### [Stated exercise]
How many lines in the records below contain the string "framed"? Reply with the number only.

[Data items]
— START —
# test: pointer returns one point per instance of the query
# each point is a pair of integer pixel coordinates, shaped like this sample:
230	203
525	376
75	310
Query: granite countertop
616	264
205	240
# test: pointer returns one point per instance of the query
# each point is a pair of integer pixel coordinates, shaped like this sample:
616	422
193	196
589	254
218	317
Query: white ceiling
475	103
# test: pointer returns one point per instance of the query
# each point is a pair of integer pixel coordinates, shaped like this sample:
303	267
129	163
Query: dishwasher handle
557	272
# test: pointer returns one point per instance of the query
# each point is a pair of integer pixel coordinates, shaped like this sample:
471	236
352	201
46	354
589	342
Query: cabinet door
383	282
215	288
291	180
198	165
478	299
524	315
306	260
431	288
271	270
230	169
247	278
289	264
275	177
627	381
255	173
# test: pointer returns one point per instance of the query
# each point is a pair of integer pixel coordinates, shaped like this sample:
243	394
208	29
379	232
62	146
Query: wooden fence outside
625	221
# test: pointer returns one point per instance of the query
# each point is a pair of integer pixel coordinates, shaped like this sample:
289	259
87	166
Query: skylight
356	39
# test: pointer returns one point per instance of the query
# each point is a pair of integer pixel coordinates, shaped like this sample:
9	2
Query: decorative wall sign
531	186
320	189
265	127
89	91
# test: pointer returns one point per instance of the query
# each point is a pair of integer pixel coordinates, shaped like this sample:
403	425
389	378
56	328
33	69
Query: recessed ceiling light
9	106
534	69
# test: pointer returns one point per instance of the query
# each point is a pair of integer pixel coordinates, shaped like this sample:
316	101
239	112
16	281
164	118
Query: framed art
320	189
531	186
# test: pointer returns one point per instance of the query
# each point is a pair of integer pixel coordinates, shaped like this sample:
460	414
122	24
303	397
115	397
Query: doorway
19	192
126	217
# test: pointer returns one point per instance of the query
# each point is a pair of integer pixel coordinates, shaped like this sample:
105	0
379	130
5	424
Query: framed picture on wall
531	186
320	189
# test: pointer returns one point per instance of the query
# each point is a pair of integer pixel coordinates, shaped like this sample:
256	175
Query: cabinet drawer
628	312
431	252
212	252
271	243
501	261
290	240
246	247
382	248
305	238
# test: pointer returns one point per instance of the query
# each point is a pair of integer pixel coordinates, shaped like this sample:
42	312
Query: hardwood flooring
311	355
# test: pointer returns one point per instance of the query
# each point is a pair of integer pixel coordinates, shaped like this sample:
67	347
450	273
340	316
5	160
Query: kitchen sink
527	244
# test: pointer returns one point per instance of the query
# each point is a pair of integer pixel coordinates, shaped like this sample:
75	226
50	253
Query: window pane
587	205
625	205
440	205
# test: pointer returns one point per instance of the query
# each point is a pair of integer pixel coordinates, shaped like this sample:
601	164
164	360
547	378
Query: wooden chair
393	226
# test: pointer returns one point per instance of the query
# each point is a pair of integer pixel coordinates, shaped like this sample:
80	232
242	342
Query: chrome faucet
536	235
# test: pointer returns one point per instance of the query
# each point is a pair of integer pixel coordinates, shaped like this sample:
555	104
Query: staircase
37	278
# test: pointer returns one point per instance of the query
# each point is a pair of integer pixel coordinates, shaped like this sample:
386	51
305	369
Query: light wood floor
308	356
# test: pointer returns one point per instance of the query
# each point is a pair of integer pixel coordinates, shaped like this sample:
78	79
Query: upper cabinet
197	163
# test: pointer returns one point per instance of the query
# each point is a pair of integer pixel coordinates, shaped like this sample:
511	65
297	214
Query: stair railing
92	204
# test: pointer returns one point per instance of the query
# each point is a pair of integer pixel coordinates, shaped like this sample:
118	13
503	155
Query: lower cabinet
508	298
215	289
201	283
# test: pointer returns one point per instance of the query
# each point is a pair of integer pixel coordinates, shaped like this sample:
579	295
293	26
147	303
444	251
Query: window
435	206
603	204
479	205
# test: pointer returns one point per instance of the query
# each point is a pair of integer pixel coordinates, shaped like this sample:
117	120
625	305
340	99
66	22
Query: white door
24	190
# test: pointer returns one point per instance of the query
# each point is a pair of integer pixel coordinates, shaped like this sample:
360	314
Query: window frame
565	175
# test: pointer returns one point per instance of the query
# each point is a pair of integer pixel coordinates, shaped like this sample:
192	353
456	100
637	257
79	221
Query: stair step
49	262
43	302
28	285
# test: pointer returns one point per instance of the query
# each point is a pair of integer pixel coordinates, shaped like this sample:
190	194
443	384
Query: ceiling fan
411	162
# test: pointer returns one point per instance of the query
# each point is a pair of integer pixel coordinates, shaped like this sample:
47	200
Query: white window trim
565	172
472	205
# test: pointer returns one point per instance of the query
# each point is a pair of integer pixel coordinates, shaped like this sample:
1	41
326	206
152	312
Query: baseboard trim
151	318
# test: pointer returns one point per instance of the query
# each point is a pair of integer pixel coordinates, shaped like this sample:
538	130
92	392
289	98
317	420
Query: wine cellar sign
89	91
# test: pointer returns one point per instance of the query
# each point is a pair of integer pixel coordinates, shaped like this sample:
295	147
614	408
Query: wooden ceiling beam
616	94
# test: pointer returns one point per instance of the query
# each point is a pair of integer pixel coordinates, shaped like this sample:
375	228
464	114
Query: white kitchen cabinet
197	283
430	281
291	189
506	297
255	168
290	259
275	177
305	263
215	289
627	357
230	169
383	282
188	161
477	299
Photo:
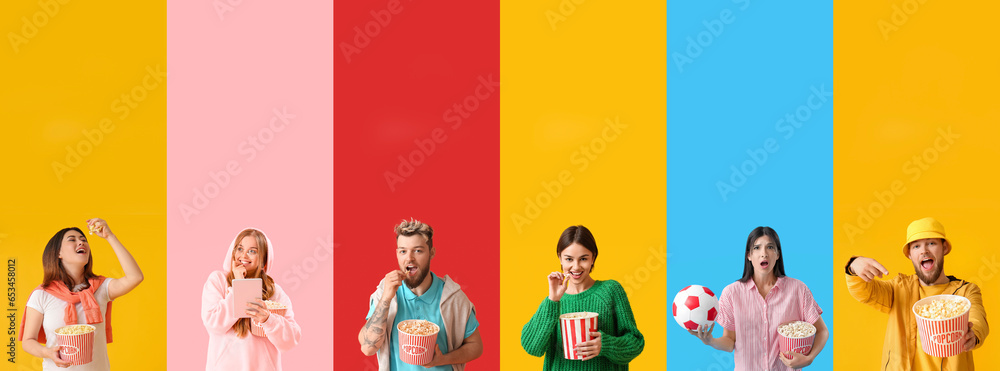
— END —
### [Exercise answer]
2